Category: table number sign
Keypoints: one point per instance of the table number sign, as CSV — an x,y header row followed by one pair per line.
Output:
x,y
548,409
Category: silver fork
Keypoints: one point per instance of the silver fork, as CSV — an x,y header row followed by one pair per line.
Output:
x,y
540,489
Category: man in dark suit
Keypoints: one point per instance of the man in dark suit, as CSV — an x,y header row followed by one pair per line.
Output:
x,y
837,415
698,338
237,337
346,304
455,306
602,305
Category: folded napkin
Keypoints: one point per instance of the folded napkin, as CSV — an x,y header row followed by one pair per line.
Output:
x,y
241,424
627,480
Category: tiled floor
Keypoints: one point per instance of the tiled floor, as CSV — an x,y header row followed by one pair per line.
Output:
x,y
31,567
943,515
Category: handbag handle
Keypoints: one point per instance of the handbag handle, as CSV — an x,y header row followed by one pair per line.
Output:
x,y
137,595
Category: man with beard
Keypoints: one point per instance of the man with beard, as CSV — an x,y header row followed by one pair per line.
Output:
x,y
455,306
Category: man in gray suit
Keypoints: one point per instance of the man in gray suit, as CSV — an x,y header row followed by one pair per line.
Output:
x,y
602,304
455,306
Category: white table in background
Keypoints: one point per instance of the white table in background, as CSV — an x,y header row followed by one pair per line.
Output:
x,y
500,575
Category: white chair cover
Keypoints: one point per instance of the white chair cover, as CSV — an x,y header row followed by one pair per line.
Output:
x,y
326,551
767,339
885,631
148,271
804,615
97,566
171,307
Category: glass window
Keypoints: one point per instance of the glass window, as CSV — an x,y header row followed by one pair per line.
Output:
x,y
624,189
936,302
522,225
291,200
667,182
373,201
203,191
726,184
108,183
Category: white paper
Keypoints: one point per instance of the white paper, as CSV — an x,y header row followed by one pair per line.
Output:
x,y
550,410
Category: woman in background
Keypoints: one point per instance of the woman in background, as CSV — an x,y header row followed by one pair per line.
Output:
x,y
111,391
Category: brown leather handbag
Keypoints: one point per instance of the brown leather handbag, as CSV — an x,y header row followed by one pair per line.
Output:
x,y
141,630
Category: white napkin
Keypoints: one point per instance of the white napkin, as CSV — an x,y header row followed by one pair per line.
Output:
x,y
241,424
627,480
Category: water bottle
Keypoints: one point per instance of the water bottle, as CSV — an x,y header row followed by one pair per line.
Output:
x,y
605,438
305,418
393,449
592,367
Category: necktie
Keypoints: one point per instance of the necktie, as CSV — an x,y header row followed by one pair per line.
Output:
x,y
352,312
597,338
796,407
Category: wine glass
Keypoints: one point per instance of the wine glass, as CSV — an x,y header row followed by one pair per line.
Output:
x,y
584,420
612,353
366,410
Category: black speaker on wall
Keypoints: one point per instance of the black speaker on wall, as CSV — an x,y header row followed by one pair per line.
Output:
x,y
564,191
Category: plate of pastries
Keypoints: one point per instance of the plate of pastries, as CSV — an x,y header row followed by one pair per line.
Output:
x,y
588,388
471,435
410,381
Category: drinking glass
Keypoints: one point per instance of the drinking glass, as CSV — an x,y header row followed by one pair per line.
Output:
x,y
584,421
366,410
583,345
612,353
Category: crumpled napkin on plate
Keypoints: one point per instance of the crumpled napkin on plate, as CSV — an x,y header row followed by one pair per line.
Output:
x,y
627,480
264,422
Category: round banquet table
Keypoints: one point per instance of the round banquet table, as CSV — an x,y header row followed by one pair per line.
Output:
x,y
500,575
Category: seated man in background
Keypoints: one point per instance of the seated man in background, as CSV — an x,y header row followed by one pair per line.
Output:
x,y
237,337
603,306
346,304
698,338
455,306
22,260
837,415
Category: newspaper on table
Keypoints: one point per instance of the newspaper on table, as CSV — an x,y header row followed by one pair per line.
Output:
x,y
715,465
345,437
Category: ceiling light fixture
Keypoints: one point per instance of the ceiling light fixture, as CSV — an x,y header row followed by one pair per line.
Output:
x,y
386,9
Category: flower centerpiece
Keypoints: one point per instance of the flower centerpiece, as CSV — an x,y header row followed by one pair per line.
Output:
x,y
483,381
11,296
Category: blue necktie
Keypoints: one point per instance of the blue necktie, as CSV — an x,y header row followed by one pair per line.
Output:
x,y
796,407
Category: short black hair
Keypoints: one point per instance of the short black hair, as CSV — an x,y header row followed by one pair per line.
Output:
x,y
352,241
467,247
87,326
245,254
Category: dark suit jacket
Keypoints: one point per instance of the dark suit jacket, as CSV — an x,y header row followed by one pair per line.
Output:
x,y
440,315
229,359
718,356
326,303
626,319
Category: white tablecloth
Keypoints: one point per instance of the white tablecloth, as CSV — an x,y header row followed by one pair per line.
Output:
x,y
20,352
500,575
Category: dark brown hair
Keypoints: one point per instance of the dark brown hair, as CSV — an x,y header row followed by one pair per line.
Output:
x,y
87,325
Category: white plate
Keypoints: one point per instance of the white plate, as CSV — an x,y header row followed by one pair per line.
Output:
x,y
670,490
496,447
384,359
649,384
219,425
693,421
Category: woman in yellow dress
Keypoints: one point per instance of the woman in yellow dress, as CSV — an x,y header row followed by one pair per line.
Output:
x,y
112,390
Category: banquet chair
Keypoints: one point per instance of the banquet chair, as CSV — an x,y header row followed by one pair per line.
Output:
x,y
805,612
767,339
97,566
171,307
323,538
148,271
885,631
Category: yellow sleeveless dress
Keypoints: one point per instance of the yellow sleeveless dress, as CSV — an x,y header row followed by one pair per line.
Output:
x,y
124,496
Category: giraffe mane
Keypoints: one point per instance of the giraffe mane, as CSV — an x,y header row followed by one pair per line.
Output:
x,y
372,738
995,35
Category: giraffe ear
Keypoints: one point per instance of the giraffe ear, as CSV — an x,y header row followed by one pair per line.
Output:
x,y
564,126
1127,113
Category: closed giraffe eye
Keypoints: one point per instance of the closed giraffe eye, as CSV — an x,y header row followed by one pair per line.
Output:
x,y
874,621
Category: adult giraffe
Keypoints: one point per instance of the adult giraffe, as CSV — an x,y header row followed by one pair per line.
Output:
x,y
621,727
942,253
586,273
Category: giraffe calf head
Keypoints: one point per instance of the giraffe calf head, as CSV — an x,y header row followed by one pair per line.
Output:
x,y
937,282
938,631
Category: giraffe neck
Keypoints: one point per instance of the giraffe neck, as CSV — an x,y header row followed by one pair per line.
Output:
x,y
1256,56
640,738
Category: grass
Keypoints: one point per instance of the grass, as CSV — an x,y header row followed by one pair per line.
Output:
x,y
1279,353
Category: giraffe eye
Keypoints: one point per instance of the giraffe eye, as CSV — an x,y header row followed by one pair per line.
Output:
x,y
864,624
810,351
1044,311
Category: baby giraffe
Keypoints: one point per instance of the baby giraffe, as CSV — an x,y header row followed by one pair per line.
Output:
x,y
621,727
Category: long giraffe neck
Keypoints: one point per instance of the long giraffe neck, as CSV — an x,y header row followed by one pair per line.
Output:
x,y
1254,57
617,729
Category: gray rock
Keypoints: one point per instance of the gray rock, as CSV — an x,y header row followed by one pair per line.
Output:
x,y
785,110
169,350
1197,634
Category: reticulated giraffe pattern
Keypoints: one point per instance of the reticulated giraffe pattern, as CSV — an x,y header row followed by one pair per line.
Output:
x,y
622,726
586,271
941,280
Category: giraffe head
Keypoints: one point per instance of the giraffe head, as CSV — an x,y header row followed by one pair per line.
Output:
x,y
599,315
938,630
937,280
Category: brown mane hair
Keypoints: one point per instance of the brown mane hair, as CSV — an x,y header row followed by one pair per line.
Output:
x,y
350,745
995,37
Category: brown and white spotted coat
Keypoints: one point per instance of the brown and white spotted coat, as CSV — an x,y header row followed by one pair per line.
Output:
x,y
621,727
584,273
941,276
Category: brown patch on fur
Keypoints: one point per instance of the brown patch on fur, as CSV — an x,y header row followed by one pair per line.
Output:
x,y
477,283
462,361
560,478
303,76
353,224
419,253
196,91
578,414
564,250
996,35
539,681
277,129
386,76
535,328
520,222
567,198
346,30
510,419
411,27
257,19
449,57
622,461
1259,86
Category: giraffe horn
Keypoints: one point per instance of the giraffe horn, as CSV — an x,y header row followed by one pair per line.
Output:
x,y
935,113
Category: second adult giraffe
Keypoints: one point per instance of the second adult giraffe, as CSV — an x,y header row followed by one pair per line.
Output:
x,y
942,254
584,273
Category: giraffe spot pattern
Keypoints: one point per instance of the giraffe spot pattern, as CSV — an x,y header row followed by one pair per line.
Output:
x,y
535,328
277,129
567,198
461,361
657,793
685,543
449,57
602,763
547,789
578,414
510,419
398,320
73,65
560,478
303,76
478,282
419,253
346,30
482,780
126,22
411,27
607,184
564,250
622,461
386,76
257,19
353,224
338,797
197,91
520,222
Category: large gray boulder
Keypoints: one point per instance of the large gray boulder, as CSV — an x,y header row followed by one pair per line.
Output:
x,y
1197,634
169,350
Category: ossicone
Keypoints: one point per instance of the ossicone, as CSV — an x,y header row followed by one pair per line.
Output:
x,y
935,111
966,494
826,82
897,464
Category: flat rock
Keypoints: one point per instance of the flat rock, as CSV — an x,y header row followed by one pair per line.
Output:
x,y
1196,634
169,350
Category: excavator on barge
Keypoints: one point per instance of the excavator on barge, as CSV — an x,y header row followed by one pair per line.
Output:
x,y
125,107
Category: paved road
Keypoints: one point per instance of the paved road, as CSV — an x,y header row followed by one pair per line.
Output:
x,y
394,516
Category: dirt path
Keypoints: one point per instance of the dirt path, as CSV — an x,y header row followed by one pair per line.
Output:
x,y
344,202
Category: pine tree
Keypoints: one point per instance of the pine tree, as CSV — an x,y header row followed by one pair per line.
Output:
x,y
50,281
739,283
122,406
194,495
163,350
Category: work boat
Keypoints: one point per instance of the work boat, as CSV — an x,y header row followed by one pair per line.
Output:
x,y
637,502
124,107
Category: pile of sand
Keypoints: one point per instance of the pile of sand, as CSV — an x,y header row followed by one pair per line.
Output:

§ **TASK TO CARRY OUT**: Copy the listing above word for word, starting at the line that contains "Category: work boat" and ending with the last line of the listing. Include both of those lines.

§ **FULL RESPONSE**:
Category: work boat
Keypoints: one point per instance of the work boat, as CSV — an x,y header row followed by one pair per line.
Output:
x,y
637,502
124,107
Category: pile of sand
Keypoints: one point per instance of the pile of sand, as CSV — an x,y header row followed by one pair per line.
Output:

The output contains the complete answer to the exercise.